===== Entries provided

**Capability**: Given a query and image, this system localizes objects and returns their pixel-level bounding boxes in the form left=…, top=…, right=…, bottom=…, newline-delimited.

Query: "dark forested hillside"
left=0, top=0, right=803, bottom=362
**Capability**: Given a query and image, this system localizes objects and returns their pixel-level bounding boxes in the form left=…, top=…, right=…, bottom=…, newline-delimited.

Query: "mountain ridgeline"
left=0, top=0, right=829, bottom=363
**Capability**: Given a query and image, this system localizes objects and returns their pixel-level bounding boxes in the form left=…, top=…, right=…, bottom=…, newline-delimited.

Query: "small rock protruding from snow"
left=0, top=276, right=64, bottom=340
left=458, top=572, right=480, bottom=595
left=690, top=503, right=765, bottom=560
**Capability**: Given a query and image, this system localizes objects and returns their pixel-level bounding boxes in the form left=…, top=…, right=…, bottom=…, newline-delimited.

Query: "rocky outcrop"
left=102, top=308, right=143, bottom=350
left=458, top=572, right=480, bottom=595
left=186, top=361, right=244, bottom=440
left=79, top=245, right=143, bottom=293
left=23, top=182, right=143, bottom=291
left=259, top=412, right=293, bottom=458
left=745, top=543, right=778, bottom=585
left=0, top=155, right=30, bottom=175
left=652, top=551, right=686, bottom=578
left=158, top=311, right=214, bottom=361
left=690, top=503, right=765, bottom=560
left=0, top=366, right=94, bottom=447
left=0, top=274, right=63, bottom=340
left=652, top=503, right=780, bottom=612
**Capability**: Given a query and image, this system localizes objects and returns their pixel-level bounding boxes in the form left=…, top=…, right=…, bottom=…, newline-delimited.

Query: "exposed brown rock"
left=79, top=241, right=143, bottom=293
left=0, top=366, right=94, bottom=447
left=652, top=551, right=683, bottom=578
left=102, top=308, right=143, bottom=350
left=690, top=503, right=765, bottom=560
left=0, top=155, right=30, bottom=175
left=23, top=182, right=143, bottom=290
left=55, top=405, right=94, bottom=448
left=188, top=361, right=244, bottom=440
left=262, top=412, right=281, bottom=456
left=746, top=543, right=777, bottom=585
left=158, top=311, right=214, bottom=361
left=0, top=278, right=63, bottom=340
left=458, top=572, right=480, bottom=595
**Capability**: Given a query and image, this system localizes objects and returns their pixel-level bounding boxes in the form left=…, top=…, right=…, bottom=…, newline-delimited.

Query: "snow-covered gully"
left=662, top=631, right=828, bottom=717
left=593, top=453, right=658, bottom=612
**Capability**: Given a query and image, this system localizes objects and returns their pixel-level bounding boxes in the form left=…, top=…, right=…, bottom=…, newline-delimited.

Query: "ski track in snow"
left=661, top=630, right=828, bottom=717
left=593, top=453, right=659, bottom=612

==========

Objective - Which lines of the data above contain the string "snow"? List each of them in full.

Task result -
Query: "small rock protruding from snow"
Query: "snow-covered gully"
Query: "ski track in snow"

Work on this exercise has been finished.